* WHAT IS REQUIRED:
Below, find the line containing "Objective — one dot per instance of the sailboat" and the line containing "151], [115, 82]]", and repeat every line from the first through the second exactly, both included.

* RAW RECORDS:
+++
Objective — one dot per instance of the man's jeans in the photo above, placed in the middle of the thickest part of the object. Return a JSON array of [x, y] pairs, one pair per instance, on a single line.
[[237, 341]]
+++
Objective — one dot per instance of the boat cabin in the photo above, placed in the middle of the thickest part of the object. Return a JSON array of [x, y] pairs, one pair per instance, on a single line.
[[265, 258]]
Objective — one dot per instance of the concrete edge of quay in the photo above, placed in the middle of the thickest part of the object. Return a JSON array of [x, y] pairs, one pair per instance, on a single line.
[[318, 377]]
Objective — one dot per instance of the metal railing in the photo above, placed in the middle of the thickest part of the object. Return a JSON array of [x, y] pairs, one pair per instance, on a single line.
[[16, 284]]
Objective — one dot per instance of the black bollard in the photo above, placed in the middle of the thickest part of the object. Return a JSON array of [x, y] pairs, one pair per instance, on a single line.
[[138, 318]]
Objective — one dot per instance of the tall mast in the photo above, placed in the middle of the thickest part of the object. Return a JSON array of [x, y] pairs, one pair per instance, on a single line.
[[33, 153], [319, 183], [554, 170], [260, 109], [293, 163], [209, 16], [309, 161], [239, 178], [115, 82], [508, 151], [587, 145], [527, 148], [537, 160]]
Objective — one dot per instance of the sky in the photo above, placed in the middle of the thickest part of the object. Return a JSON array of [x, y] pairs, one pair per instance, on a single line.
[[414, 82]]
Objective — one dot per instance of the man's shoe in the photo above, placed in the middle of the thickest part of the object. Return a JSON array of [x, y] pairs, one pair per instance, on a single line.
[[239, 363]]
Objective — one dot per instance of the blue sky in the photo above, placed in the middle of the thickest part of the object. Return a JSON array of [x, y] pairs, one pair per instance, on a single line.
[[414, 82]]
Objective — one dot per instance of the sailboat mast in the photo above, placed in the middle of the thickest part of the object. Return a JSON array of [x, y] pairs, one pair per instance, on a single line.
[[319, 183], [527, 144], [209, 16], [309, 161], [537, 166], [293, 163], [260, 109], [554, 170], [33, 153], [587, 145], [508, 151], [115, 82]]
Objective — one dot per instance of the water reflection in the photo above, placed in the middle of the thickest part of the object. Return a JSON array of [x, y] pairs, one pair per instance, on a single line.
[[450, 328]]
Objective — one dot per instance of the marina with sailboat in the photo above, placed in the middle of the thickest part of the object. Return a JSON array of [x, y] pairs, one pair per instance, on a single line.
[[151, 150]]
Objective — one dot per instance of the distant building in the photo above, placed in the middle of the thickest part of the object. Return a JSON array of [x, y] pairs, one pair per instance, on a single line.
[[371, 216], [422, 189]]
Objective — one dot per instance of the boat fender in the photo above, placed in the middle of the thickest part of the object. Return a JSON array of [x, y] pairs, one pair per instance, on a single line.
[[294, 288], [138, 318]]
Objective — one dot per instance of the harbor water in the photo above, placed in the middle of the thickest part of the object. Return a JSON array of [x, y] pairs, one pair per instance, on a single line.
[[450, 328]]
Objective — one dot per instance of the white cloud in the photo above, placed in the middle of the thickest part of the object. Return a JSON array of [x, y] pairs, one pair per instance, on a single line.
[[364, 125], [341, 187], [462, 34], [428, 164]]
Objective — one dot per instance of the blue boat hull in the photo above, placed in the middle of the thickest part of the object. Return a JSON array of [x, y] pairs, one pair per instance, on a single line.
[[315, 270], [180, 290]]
+++
* REPLY:
Objective — one dot per instance of the sailboat mast in the photo above, placed in the middle of the thickest part of the object. Return a JSON array of [x, y] pairs, one pair per instance, on a single line.
[[319, 183], [527, 144], [209, 16], [309, 161], [537, 166], [293, 163], [260, 109], [554, 170], [33, 153], [587, 145], [508, 151], [115, 82]]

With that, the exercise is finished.